EXERCISE DESCRIPTION: Take the part of the records that opens with the line containing "like x=353 y=237." and closes with the line containing "x=121 y=459", and change "Flashcard task" to "Pointing task" throughout. Return only those lines, with nothing else altered.

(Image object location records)
>>>>

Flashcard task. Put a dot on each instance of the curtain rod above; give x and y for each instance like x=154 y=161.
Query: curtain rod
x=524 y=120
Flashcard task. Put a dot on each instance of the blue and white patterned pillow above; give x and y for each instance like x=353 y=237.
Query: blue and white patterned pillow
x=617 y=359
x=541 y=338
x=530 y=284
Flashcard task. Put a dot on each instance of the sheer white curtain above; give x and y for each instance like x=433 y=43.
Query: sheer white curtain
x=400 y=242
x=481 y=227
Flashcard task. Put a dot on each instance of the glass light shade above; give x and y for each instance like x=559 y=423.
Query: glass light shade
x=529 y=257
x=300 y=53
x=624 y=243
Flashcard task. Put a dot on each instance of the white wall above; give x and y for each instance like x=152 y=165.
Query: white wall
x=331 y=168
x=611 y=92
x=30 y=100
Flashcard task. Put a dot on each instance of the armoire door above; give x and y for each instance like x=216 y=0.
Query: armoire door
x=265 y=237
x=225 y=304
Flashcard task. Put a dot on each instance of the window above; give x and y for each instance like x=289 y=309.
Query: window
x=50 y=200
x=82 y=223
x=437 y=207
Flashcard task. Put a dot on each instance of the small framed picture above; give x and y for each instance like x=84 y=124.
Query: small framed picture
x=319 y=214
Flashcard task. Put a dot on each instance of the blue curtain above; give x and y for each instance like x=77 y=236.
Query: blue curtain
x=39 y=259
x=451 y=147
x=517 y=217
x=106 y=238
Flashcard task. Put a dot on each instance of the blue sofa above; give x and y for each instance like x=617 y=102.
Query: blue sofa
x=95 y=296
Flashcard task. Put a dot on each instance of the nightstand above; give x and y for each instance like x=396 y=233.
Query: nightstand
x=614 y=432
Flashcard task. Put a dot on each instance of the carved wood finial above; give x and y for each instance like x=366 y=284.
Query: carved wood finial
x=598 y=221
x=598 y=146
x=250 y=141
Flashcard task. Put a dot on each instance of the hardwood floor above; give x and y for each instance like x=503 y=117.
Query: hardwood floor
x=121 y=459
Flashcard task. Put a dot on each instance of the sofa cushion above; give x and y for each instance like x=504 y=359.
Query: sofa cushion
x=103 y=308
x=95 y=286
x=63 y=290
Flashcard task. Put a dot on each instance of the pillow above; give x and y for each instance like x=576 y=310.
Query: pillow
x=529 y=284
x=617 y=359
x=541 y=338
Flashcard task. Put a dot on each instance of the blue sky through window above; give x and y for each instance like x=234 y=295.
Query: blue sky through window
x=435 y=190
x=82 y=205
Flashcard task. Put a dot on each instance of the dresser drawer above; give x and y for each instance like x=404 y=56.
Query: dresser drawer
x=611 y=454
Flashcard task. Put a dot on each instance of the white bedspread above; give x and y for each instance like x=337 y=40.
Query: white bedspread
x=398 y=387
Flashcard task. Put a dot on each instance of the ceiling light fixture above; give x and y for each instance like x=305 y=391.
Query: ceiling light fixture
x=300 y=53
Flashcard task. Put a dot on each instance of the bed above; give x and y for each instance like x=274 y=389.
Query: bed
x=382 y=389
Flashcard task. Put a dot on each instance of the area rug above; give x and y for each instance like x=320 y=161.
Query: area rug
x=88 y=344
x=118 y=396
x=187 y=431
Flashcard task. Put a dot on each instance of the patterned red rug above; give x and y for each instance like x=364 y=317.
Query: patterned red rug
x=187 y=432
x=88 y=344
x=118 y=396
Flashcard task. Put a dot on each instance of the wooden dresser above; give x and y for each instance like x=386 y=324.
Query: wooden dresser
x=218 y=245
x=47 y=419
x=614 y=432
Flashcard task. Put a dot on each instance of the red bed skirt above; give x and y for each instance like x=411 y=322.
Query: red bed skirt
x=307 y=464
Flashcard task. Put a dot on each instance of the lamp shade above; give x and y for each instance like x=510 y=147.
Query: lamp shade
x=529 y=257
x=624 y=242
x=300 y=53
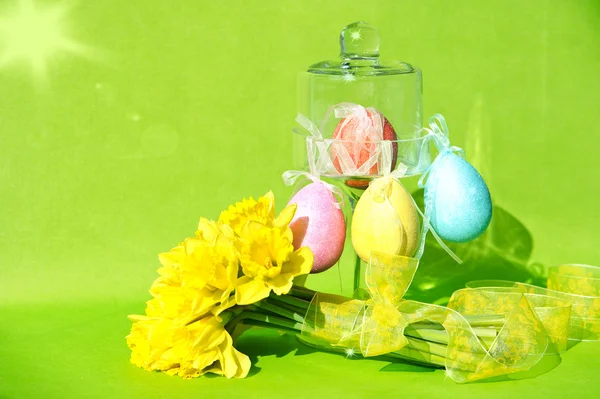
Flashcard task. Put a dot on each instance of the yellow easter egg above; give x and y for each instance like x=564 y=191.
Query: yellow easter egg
x=385 y=220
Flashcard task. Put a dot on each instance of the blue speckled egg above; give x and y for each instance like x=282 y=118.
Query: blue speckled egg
x=461 y=207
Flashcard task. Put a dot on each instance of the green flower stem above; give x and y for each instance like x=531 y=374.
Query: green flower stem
x=302 y=293
x=281 y=311
x=293 y=301
x=258 y=323
x=247 y=317
x=427 y=341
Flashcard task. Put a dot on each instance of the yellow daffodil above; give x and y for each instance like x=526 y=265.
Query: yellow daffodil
x=269 y=262
x=196 y=277
x=261 y=210
x=186 y=350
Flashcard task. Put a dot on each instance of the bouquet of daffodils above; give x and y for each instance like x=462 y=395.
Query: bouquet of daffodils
x=212 y=284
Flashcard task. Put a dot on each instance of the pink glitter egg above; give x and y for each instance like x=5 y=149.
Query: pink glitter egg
x=319 y=225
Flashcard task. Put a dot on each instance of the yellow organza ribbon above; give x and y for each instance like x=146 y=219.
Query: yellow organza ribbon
x=531 y=321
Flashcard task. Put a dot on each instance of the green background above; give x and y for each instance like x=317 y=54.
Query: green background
x=177 y=109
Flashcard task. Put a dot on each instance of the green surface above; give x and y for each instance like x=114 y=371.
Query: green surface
x=166 y=111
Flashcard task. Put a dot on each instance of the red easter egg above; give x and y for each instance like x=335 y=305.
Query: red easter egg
x=347 y=130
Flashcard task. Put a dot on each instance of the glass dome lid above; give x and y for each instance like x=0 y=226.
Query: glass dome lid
x=359 y=55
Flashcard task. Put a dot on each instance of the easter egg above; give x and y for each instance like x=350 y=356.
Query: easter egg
x=357 y=138
x=385 y=220
x=461 y=207
x=319 y=225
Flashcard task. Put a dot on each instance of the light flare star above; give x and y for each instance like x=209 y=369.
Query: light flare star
x=33 y=35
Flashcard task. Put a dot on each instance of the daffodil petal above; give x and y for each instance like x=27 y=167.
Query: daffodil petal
x=233 y=363
x=281 y=284
x=250 y=290
x=286 y=216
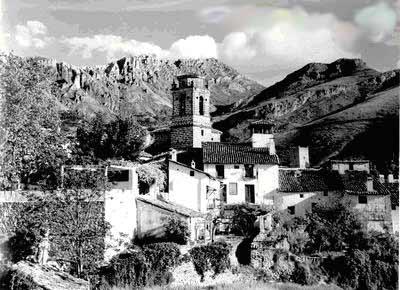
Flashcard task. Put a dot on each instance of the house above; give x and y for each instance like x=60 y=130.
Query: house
x=343 y=165
x=192 y=187
x=247 y=174
x=154 y=213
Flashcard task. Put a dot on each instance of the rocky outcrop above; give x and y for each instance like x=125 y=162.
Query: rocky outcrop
x=140 y=85
x=26 y=275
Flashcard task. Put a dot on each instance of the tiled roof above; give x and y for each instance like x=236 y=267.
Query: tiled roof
x=307 y=180
x=169 y=206
x=353 y=182
x=225 y=153
x=394 y=192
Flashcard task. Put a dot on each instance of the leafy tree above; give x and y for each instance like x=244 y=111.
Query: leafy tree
x=332 y=227
x=115 y=139
x=30 y=138
x=74 y=217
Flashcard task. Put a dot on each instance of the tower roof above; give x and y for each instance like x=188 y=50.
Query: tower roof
x=187 y=76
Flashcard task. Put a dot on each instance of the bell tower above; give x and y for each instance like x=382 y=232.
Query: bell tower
x=191 y=124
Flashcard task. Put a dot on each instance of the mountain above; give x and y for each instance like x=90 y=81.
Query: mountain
x=343 y=109
x=140 y=86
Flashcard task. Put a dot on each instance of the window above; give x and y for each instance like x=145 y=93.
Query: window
x=233 y=188
x=362 y=199
x=118 y=175
x=223 y=193
x=201 y=106
x=249 y=193
x=220 y=171
x=249 y=170
x=182 y=105
x=313 y=206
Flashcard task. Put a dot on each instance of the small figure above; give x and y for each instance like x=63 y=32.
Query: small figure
x=43 y=249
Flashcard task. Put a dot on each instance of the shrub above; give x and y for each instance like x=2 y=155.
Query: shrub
x=214 y=256
x=176 y=231
x=161 y=257
x=126 y=270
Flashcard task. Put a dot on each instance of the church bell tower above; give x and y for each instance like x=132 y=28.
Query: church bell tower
x=191 y=124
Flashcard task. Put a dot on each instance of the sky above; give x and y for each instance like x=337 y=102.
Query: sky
x=263 y=39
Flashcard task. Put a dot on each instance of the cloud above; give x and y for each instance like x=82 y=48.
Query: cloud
x=33 y=34
x=214 y=14
x=378 y=21
x=197 y=46
x=287 y=38
x=114 y=46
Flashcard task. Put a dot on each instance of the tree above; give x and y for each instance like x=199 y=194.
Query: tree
x=176 y=231
x=74 y=217
x=30 y=139
x=332 y=227
x=116 y=139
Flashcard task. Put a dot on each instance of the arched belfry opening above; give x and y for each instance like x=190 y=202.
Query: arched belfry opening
x=182 y=105
x=201 y=106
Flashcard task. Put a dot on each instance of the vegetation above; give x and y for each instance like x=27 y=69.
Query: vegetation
x=75 y=221
x=213 y=256
x=141 y=267
x=30 y=140
x=116 y=139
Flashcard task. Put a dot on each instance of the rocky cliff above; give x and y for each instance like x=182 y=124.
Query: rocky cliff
x=328 y=107
x=141 y=85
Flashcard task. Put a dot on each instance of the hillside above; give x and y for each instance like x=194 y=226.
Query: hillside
x=342 y=109
x=141 y=85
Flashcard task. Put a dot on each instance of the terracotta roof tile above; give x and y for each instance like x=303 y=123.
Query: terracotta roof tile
x=226 y=153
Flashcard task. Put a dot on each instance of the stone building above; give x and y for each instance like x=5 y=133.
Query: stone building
x=191 y=124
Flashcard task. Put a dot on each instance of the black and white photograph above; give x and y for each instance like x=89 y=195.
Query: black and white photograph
x=199 y=144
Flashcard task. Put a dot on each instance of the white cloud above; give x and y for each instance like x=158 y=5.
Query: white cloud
x=214 y=14
x=197 y=46
x=33 y=34
x=114 y=46
x=287 y=38
x=378 y=21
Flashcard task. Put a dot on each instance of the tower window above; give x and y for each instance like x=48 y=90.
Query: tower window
x=182 y=105
x=201 y=105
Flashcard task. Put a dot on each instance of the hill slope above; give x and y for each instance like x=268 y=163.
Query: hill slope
x=333 y=108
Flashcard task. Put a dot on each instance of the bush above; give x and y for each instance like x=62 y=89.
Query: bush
x=161 y=257
x=139 y=268
x=176 y=231
x=214 y=256
x=125 y=270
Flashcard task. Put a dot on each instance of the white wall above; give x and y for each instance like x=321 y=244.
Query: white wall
x=395 y=220
x=120 y=213
x=186 y=190
x=265 y=181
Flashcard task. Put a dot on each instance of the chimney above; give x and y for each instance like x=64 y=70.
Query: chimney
x=299 y=157
x=369 y=184
x=382 y=178
x=173 y=155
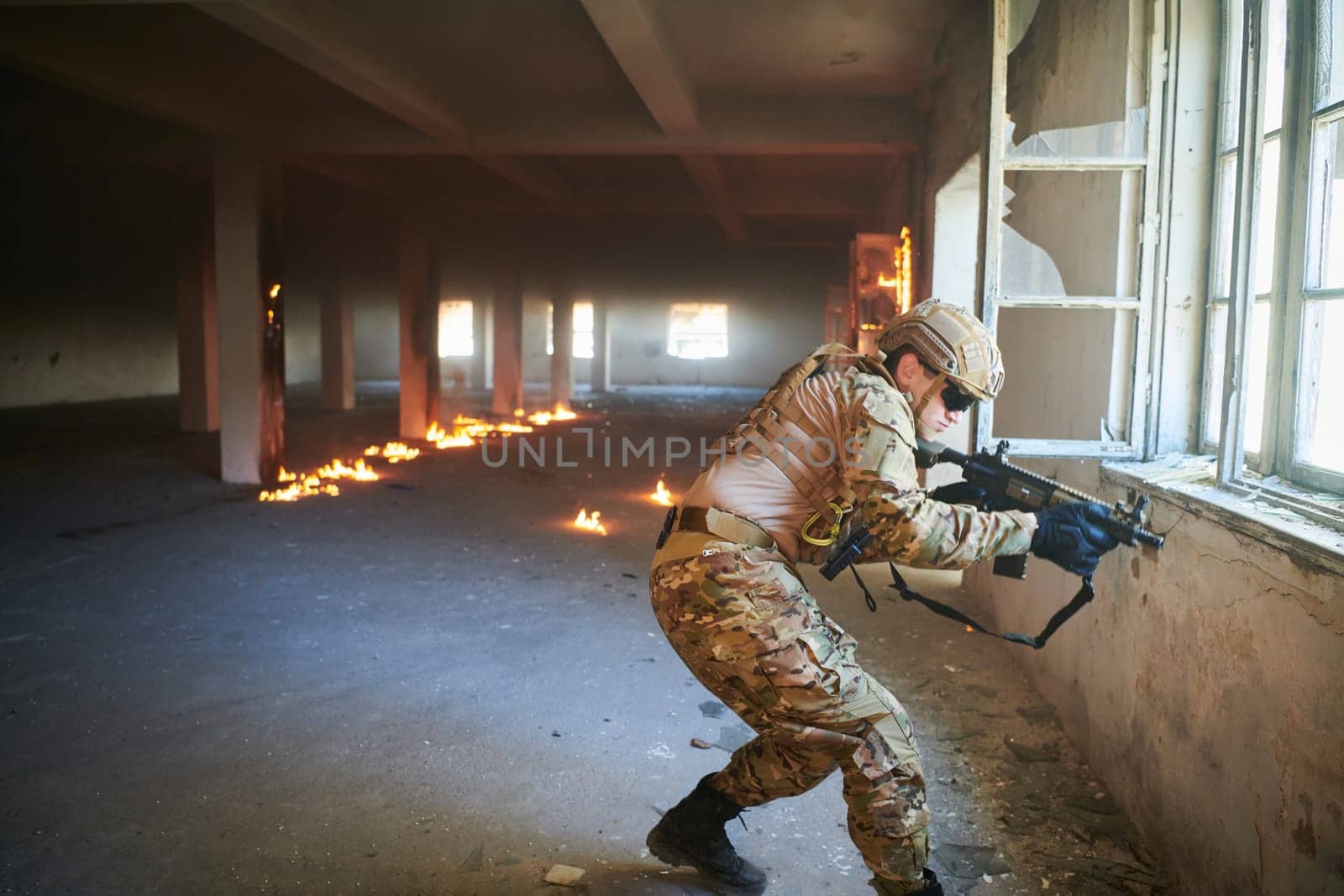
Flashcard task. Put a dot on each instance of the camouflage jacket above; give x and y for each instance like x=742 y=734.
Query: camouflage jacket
x=909 y=527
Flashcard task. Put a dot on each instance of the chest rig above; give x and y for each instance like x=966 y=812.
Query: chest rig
x=822 y=485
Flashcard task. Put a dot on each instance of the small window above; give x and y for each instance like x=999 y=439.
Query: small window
x=698 y=331
x=582 y=329
x=454 y=328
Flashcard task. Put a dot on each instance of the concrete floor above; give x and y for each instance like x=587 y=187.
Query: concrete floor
x=432 y=684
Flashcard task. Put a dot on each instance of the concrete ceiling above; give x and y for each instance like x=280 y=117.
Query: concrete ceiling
x=779 y=121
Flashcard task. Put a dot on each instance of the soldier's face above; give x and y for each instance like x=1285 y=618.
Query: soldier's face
x=936 y=414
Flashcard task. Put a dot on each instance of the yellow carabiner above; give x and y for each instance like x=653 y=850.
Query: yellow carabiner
x=832 y=532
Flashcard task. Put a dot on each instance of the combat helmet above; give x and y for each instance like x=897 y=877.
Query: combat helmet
x=953 y=342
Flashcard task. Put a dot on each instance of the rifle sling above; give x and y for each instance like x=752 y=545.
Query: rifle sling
x=902 y=587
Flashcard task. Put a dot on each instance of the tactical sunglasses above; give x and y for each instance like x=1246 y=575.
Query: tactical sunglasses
x=952 y=396
x=954 y=399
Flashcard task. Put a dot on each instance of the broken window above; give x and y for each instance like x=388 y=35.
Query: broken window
x=698 y=331
x=1068 y=278
x=454 y=328
x=582 y=345
x=1276 y=307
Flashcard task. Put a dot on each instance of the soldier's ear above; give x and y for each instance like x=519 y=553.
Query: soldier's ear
x=907 y=371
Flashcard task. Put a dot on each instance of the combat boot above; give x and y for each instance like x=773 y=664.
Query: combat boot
x=691 y=833
x=931 y=886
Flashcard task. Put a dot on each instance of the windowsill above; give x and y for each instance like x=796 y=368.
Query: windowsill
x=1186 y=483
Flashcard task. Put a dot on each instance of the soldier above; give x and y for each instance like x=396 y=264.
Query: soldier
x=828 y=448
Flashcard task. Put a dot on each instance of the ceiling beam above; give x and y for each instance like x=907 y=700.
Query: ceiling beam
x=763 y=127
x=335 y=46
x=709 y=176
x=642 y=47
x=326 y=40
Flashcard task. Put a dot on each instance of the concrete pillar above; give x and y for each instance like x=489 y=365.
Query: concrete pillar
x=481 y=343
x=198 y=322
x=338 y=328
x=417 y=288
x=507 y=338
x=562 y=332
x=601 y=378
x=252 y=315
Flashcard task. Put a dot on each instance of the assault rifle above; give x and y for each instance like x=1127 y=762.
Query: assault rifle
x=1005 y=488
x=1011 y=488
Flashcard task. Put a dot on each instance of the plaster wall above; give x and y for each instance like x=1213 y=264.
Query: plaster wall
x=1203 y=681
x=87 y=289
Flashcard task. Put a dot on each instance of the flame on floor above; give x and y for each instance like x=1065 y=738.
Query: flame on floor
x=393 y=452
x=591 y=521
x=662 y=495
x=302 y=485
x=468 y=432
x=544 y=418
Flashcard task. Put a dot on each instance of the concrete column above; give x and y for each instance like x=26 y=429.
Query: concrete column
x=507 y=338
x=338 y=328
x=198 y=322
x=417 y=288
x=601 y=349
x=562 y=332
x=480 y=343
x=252 y=315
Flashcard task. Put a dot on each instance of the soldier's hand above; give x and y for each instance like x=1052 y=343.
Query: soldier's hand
x=960 y=493
x=1073 y=537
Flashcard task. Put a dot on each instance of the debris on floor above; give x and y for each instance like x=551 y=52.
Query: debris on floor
x=564 y=875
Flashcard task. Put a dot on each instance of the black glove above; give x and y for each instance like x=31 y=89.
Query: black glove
x=960 y=493
x=1073 y=535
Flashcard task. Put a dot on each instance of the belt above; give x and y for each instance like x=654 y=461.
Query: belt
x=689 y=530
x=723 y=524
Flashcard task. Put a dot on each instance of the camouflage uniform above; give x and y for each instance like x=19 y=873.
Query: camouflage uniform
x=748 y=629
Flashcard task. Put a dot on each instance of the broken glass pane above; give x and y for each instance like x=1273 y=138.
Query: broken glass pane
x=1225 y=212
x=1320 y=426
x=1068 y=233
x=1230 y=85
x=1120 y=140
x=1276 y=65
x=1326 y=223
x=1216 y=342
x=1257 y=369
x=1068 y=374
x=1073 y=70
x=1330 y=53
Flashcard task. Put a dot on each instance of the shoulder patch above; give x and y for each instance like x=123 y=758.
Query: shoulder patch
x=889 y=407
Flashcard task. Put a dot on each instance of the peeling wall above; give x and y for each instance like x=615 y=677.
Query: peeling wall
x=774 y=300
x=87 y=286
x=89 y=291
x=1203 y=684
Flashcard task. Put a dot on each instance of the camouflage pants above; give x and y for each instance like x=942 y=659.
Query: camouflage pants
x=750 y=631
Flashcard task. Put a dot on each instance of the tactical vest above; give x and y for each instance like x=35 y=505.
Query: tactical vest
x=823 y=488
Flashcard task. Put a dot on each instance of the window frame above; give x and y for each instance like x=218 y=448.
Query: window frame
x=1139 y=436
x=671 y=338
x=444 y=304
x=575 y=331
x=1241 y=470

<<<<

WRITTEN ANSWER:
Pointing task. Put a dot on each instance of the blue and white patterned pillow above; give x and y for each instance like x=353 y=237.
Query: blue and white patterned pillow
x=617 y=359
x=541 y=338
x=530 y=284
Pointing task. Put a dot on each instance of the sheer white curtain above; give x and y for each instance like x=433 y=43.
Query: sheer white curtain
x=400 y=242
x=481 y=227
Pointing task. Put a dot on each instance of the glass light shade above; give x and y for each instance like x=559 y=423.
Query: glass light shade
x=529 y=257
x=300 y=53
x=624 y=243
Pointing task. Put a dot on each instance of the white wall above; give x and y for each instance like x=152 y=165.
Query: white wall
x=331 y=168
x=611 y=92
x=30 y=100
Pointing task. Put a dot on each instance of the armoire door above; give x and y for each instance like x=216 y=0.
Query: armoire door
x=265 y=237
x=225 y=304
Pointing task. Put a dot on each instance of the window above; give x and y for each instance like x=289 y=309.
Query: window
x=50 y=200
x=82 y=223
x=437 y=207
Pointing task. Put a dot on each instance of the small framed picture above; give x and y for each instance like x=84 y=124.
Query: small framed picture
x=319 y=214
Pointing task. Put a dot on each instance of the blue curtain above; give x and y for each instance like x=77 y=236.
Query: blue curtain
x=39 y=259
x=451 y=147
x=517 y=217
x=106 y=238
Pointing task. Put a dot on each instance of the blue sofa above; give x and y for each instance like x=617 y=102.
Query: blue sofa
x=95 y=296
Pointing task. Put a dot on each instance of the nightstand above; give x and y for each instance like x=396 y=233.
Query: nightstand
x=614 y=432
Pointing task. Put a dot on each instance of the carved wood finial above; give x and y for each instance like x=366 y=284.
Query: carved wood finial
x=598 y=221
x=598 y=146
x=250 y=141
Pointing task. Put a dot on each instance of the hardwood floor above; give x and y for each instance like x=503 y=117.
Query: hardwood floor
x=121 y=459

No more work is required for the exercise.